● **Task inputs**:
****************

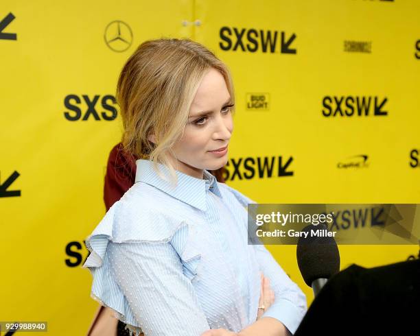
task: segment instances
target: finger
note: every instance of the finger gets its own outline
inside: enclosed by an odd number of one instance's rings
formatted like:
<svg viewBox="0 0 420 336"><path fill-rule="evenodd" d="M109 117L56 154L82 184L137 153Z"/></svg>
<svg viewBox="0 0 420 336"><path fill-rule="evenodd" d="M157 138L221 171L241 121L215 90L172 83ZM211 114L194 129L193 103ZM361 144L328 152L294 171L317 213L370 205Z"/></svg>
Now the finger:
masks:
<svg viewBox="0 0 420 336"><path fill-rule="evenodd" d="M270 279L267 277L264 277L263 291L265 294L268 294L270 293Z"/></svg>
<svg viewBox="0 0 420 336"><path fill-rule="evenodd" d="M271 294L271 303L273 304L275 300L275 294L272 289L271 290L270 294Z"/></svg>
<svg viewBox="0 0 420 336"><path fill-rule="evenodd" d="M264 277L263 274L261 274L261 285L259 286L259 304L261 306L263 304L264 302L264 289L263 289L263 285L264 285Z"/></svg>

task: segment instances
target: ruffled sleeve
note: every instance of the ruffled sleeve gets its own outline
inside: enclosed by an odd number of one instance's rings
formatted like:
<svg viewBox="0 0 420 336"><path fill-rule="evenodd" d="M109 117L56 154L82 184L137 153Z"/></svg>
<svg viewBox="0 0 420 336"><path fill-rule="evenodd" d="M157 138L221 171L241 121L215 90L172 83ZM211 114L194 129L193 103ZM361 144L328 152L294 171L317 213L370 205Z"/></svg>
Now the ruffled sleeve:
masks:
<svg viewBox="0 0 420 336"><path fill-rule="evenodd" d="M190 222L117 201L86 239L91 296L136 335L203 333L209 327L191 283L201 259L195 233Z"/></svg>

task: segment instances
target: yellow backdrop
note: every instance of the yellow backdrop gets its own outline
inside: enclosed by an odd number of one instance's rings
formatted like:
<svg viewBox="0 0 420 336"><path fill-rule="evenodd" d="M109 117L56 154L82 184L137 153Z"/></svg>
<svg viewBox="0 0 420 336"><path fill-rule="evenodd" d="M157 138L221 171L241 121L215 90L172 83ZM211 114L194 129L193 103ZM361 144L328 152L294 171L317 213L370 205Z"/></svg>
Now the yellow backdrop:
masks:
<svg viewBox="0 0 420 336"><path fill-rule="evenodd" d="M0 320L86 333L97 304L83 241L104 215L121 134L117 78L145 40L189 37L229 65L227 183L253 200L420 203L419 10L416 0L3 0ZM310 304L296 246L267 248ZM342 269L417 257L419 246L340 252Z"/></svg>

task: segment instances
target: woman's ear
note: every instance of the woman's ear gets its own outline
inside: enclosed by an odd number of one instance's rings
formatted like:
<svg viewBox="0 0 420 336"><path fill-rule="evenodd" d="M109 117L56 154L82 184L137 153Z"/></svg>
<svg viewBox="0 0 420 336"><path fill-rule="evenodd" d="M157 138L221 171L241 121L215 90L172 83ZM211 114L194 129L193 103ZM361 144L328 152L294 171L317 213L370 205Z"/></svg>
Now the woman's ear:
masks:
<svg viewBox="0 0 420 336"><path fill-rule="evenodd" d="M149 136L148 136L148 139L149 139L149 141L151 141L156 145L156 139L154 138L154 134L149 135Z"/></svg>

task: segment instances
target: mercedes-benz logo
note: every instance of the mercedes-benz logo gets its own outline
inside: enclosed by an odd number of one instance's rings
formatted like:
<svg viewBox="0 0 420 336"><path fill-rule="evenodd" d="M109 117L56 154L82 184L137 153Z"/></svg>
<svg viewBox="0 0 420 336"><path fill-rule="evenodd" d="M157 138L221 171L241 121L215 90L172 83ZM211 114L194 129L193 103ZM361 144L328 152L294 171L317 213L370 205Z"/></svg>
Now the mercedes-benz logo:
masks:
<svg viewBox="0 0 420 336"><path fill-rule="evenodd" d="M127 50L131 45L132 32L127 23L117 20L106 26L104 38L109 49L121 53Z"/></svg>

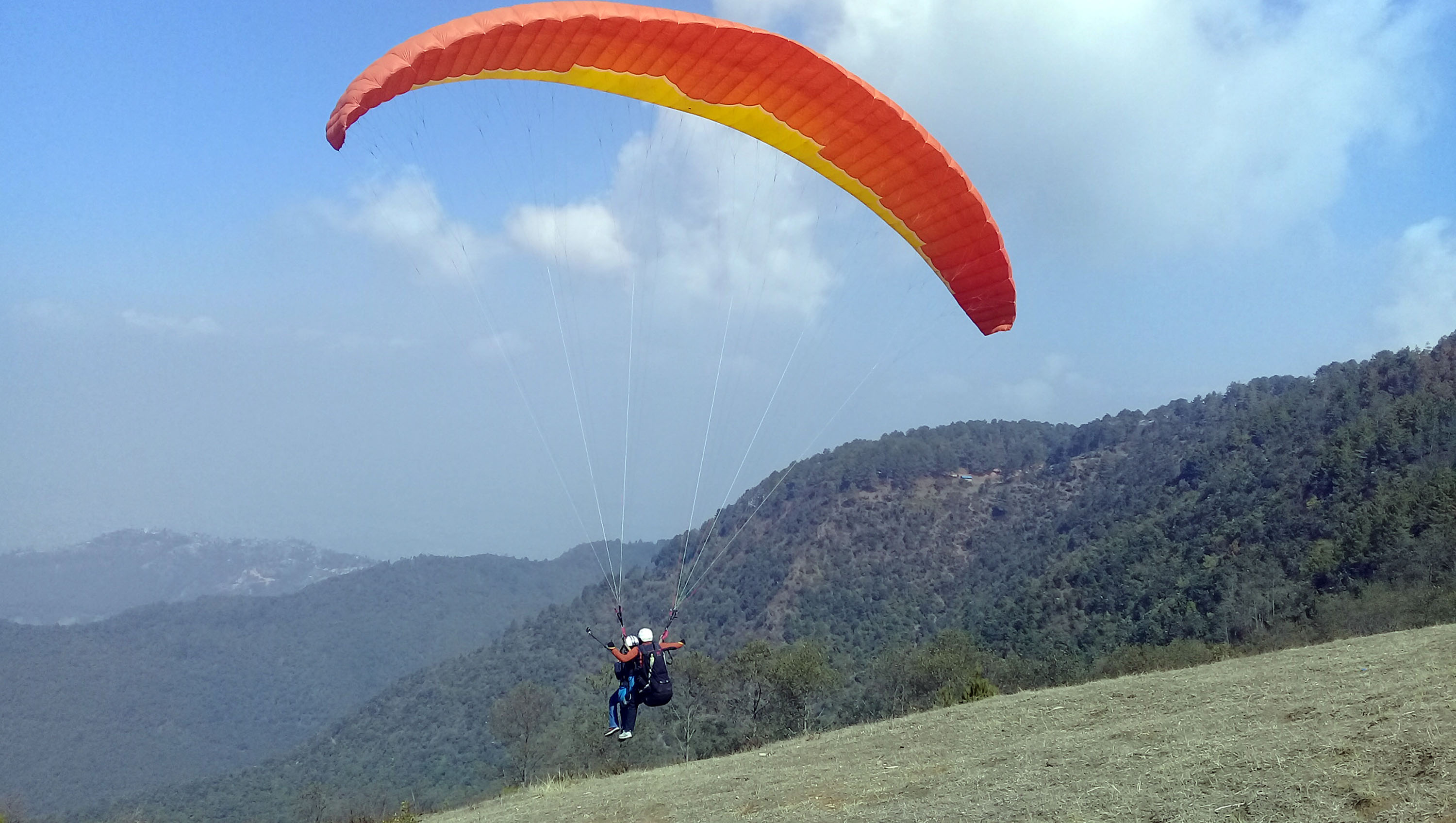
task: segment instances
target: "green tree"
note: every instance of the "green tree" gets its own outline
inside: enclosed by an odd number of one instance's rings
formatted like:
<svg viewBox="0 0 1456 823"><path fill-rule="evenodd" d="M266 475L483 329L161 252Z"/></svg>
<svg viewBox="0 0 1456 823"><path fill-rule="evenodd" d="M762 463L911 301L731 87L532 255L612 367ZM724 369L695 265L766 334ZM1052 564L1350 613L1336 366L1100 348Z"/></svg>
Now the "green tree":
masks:
<svg viewBox="0 0 1456 823"><path fill-rule="evenodd" d="M515 760L524 785L549 755L546 730L556 718L556 696L540 683L526 680L491 705L491 734Z"/></svg>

****************

● **What needs to be done**: Can you update all the items above so that "odd number" becomes "uneven number" wherever it appears, with everything else left unchanged and the pictures left out?

● **Result for this exercise**:
task: segment instances
target: finger
note: every instance of the finger gets its own outline
inside: enclosed by an uneven number of one instance's rings
formatted like:
<svg viewBox="0 0 420 336"><path fill-rule="evenodd" d="M109 117L56 154L82 184L137 153Z"/></svg>
<svg viewBox="0 0 420 336"><path fill-rule="evenodd" d="M157 138L221 171L241 121L215 90L172 83ZM211 114L194 129L193 103ZM361 144L328 152L294 171L317 213L370 205Z"/></svg>
Now the finger:
masks:
<svg viewBox="0 0 420 336"><path fill-rule="evenodd" d="M270 279L267 277L264 277L263 291L265 294L268 294L270 293Z"/></svg>
<svg viewBox="0 0 420 336"><path fill-rule="evenodd" d="M271 294L271 303L273 304L275 300L275 294L272 289L271 290L270 294Z"/></svg>
<svg viewBox="0 0 420 336"><path fill-rule="evenodd" d="M264 277L263 274L261 274L261 285L259 286L259 304L261 306L263 304L264 302L264 289L263 289L263 285L264 285Z"/></svg>

task: segment instances
target: ruffled sleeve
note: every instance of the ruffled sleeve gets its own outline
inside: enclosed by an uneven number of one instance's rings
formatted like:
<svg viewBox="0 0 420 336"><path fill-rule="evenodd" d="M109 117L56 154L82 184L137 153Z"/></svg>
<svg viewBox="0 0 420 336"><path fill-rule="evenodd" d="M157 138L221 171L241 121L215 90L172 83ZM211 114L194 129L193 103ZM361 144L328 152L294 171L317 213L370 205Z"/></svg>
Now the ruffled sleeve:
masks:
<svg viewBox="0 0 420 336"><path fill-rule="evenodd" d="M190 222L117 201L86 239L91 296L136 335L203 333L209 327L191 283L201 259L195 233Z"/></svg>

task: segment instances
target: yellow backdrop
note: every instance of the yellow backdrop gets its own outline
inside: enclosed by an uneven number of one instance's rings
formatted like:
<svg viewBox="0 0 420 336"><path fill-rule="evenodd" d="M109 117L56 154L82 184L137 153Z"/></svg>
<svg viewBox="0 0 420 336"><path fill-rule="evenodd" d="M157 138L221 171L241 121L215 90L172 83ZM211 114L194 129L193 103ZM361 144L328 152L294 171L317 213L370 205Z"/></svg>
Now the yellow backdrop:
masks:
<svg viewBox="0 0 420 336"><path fill-rule="evenodd" d="M0 320L86 333L97 304L83 241L104 215L121 134L117 78L145 40L189 37L229 65L227 183L253 200L420 203L419 10L416 0L3 0ZM310 304L296 246L267 248ZM342 269L417 257L419 246L340 252Z"/></svg>

task: segment instances
target: woman's ear
note: every instance of the woman's ear gets its own outline
inside: enclosed by an uneven number of one instance's rings
formatted like:
<svg viewBox="0 0 420 336"><path fill-rule="evenodd" d="M109 117L56 154L82 184L137 153Z"/></svg>
<svg viewBox="0 0 420 336"><path fill-rule="evenodd" d="M157 138L221 171L241 121L215 90L172 83ZM211 114L194 129L193 103ZM361 144L328 152L294 171L317 213L370 205Z"/></svg>
Now the woman's ear:
masks:
<svg viewBox="0 0 420 336"><path fill-rule="evenodd" d="M149 136L148 136L148 139L149 139L149 141L151 141L156 145L156 139L154 138L154 134L149 135Z"/></svg>

task: segment instances
target: mercedes-benz logo
note: every instance of the mercedes-benz logo gets its own outline
inside: enclosed by an uneven number of one instance's rings
formatted like:
<svg viewBox="0 0 420 336"><path fill-rule="evenodd" d="M109 117L56 154L82 184L137 153Z"/></svg>
<svg viewBox="0 0 420 336"><path fill-rule="evenodd" d="M157 138L221 171L241 121L215 90L172 83ZM211 114L194 129L193 103ZM361 144L328 152L294 171L317 213L370 205Z"/></svg>
Now the mercedes-benz logo:
masks:
<svg viewBox="0 0 420 336"><path fill-rule="evenodd" d="M127 50L131 45L132 32L127 23L117 20L106 26L104 38L109 49L121 53Z"/></svg>

task: segment instances
target: "green tree"
note: every instance of the "green tree" gets its own outline
inside: enclosed by an uneven number of one instance's rings
formatted like:
<svg viewBox="0 0 1456 823"><path fill-rule="evenodd" d="M266 475L483 329L161 252Z"/></svg>
<svg viewBox="0 0 1456 823"><path fill-rule="evenodd" d="M762 463L911 301L731 87L532 255L612 367ZM724 369L695 265L766 334ZM1052 564L1350 613L1336 366L1100 348Z"/></svg>
Now the "green tree":
masks:
<svg viewBox="0 0 1456 823"><path fill-rule="evenodd" d="M515 760L524 785L549 755L546 730L556 718L556 696L540 683L526 680L491 705L491 734Z"/></svg>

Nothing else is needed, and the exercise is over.